(Data listing)
* Begin *

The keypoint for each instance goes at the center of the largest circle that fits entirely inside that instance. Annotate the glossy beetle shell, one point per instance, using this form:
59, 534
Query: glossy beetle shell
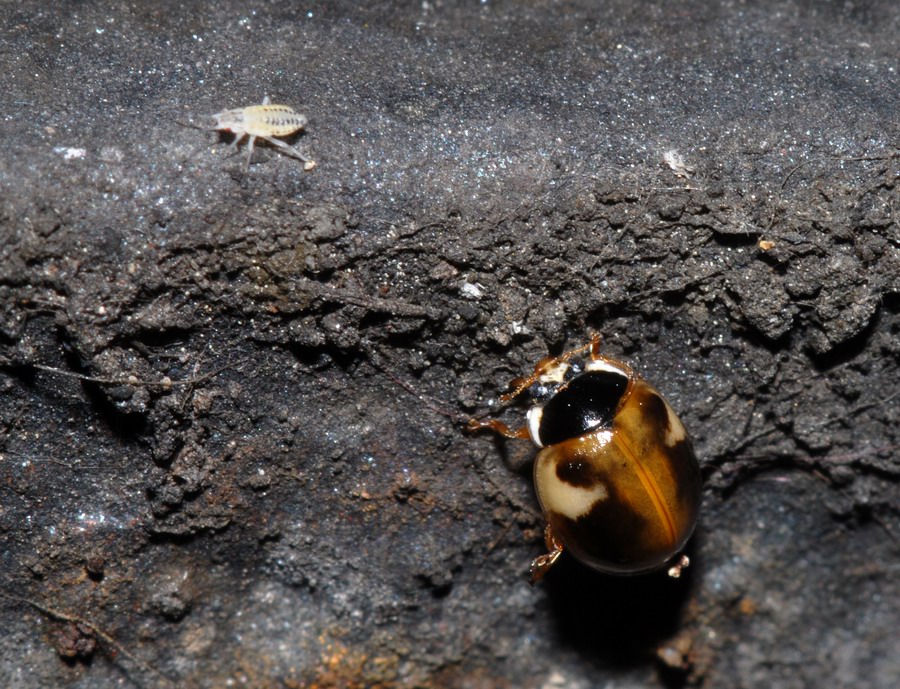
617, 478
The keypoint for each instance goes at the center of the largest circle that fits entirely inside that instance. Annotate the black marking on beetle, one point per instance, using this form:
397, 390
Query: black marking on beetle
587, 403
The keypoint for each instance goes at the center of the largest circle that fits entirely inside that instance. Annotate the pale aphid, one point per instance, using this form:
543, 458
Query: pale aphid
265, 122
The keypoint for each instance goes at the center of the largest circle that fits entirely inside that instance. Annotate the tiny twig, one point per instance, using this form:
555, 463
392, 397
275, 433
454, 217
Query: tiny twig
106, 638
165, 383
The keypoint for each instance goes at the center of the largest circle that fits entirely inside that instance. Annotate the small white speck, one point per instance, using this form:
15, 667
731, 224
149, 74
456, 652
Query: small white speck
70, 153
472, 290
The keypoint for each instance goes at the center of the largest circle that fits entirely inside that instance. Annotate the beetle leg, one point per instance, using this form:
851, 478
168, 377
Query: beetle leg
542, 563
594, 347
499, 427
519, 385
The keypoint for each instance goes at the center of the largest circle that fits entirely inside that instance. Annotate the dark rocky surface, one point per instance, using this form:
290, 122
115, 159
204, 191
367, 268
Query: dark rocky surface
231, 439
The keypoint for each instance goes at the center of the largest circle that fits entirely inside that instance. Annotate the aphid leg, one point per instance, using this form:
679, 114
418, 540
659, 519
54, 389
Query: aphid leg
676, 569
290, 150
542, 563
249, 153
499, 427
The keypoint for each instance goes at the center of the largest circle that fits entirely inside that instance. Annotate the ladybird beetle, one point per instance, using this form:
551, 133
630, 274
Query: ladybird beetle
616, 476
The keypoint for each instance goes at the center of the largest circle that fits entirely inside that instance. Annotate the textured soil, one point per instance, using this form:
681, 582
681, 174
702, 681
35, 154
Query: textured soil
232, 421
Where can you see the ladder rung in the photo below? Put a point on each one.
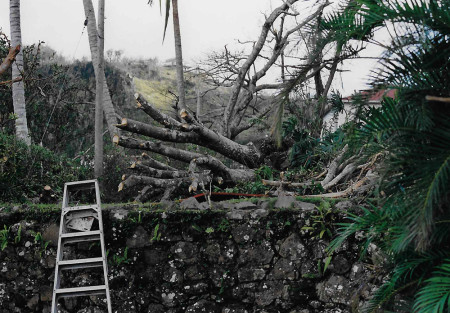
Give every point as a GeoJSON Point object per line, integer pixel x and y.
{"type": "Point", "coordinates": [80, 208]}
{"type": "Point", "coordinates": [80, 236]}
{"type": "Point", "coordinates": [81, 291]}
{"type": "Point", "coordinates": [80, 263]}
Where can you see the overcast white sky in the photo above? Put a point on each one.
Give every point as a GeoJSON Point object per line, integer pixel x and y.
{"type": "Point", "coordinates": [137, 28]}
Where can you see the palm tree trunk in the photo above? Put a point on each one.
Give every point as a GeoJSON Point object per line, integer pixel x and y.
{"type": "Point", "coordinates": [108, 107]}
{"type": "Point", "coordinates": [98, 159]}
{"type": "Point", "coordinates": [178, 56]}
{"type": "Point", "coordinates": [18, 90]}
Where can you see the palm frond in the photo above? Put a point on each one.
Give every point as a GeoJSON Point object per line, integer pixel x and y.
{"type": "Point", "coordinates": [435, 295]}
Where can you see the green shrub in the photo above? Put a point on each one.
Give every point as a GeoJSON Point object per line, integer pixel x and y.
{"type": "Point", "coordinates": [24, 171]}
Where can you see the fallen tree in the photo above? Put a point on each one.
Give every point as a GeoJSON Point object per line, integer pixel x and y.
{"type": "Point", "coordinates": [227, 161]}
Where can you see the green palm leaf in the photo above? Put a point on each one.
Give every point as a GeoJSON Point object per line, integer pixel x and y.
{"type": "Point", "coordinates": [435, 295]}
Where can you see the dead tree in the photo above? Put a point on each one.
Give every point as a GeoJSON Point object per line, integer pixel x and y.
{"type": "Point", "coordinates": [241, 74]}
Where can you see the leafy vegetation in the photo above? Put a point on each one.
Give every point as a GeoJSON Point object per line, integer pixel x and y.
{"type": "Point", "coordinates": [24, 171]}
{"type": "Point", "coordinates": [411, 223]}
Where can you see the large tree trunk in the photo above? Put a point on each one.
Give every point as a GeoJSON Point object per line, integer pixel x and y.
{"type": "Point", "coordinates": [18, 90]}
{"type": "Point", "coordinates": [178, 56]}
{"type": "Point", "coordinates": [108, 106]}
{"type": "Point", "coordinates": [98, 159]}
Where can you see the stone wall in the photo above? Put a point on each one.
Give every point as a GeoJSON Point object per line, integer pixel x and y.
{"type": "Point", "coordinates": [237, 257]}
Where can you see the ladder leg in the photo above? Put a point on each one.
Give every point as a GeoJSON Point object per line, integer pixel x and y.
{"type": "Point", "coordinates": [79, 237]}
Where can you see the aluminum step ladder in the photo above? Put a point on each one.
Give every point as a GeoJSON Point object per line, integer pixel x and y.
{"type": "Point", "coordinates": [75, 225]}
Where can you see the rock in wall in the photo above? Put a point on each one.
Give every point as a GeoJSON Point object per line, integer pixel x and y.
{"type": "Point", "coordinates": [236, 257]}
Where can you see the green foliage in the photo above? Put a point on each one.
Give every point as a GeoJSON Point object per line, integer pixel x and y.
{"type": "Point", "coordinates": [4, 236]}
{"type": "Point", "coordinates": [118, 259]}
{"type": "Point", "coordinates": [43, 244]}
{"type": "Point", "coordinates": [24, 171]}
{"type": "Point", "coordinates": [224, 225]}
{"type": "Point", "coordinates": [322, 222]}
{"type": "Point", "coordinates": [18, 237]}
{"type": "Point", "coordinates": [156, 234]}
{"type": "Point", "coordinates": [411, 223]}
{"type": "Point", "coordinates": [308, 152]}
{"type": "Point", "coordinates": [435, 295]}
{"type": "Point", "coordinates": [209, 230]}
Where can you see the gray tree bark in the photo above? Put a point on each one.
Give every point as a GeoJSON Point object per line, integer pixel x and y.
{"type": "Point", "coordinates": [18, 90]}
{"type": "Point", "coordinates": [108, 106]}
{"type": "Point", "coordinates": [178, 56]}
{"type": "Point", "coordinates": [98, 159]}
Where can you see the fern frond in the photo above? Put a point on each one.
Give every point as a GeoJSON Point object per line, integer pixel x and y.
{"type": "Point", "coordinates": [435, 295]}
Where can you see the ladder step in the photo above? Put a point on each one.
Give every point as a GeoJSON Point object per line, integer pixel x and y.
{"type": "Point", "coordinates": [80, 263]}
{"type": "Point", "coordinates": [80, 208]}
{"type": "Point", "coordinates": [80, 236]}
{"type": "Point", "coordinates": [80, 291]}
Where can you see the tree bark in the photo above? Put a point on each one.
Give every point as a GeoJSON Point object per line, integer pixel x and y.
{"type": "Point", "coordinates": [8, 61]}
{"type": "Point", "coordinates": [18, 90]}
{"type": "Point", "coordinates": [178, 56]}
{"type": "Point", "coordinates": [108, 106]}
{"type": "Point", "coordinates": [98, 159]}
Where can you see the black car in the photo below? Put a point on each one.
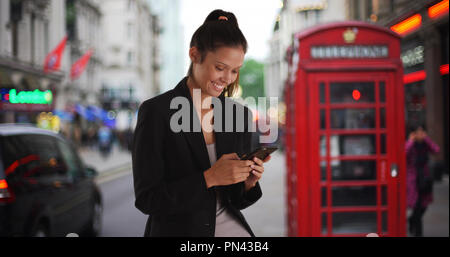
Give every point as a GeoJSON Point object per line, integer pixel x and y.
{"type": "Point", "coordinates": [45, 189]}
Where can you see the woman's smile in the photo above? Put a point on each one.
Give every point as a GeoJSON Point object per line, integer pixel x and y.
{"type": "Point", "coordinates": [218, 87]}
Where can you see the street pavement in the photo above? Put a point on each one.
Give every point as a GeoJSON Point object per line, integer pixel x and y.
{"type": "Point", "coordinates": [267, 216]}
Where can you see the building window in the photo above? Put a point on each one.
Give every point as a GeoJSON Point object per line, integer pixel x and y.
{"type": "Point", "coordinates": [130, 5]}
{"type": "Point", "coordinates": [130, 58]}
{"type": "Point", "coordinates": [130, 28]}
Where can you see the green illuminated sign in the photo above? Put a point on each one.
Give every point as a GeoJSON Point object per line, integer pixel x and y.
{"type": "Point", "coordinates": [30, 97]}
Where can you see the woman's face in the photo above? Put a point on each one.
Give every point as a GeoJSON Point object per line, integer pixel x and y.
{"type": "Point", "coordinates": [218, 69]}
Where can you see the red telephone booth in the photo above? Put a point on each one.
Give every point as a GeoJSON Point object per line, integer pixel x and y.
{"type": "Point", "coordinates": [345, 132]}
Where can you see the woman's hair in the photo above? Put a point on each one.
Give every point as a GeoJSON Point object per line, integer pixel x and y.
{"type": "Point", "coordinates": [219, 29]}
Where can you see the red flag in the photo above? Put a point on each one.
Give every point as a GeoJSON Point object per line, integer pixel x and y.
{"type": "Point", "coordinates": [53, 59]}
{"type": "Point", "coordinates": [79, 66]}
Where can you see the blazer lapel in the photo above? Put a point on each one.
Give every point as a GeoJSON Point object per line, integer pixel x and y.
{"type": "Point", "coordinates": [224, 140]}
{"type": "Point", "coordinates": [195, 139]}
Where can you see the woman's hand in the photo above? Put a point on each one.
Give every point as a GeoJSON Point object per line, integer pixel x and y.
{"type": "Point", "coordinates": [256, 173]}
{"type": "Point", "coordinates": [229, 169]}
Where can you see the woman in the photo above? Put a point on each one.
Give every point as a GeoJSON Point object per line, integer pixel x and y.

* End *

__SET TASK__
Copy out the lines from the line containing "Where can you see the building" to the end of the listing above, without alteration.

__EXERCISE RESULT__
Where can you see the building window in the photo above? Put a point on each one.
Give every point as a GeoJSON Point object per line, integer pixel x and y.
{"type": "Point", "coordinates": [130, 5]}
{"type": "Point", "coordinates": [130, 58]}
{"type": "Point", "coordinates": [130, 28]}
Where can you see the green illuminated sign in the photo above? Put a point on each one.
Give every point as a GeoJSON Point object per line, integer pixel x and y.
{"type": "Point", "coordinates": [30, 97]}
Where can you see the woman's face in the photo above? Put a point on each one.
Give every point as a GeoJSON Point object per line, integer pixel x and y.
{"type": "Point", "coordinates": [218, 69]}
Where can you see the red telephone booth in the photo above? Put a point on each one.
Give every point as a GeoJSON Point object per line, integer pixel x and y.
{"type": "Point", "coordinates": [345, 132]}
Where can you see the woman's hair in the photo above? Put a point on each one.
Give every point as a GeoJSON Point object per line, integer pixel x and y.
{"type": "Point", "coordinates": [219, 29]}
Where can you see the red flag in the photo above? Put a point on each one.
Give every point as a GeoJSON Point object per line, integer pixel x and y.
{"type": "Point", "coordinates": [53, 59]}
{"type": "Point", "coordinates": [79, 66]}
Where can you see the blazer lapel in the photo above? Put a point on each one.
Give every point as a GeoJSON Point object per line, integer pixel x and y.
{"type": "Point", "coordinates": [224, 140]}
{"type": "Point", "coordinates": [195, 139]}
Where can you see the woman's hand in the photo above? Put a point on each one.
Give every point as a GeoJSON Point object per line, integer pixel x and y.
{"type": "Point", "coordinates": [256, 173]}
{"type": "Point", "coordinates": [229, 169]}
Where can you see the woman in the photo above? Put a point on each one.
Give every point as a GeoJSON Point object per line, integer pixel x and y.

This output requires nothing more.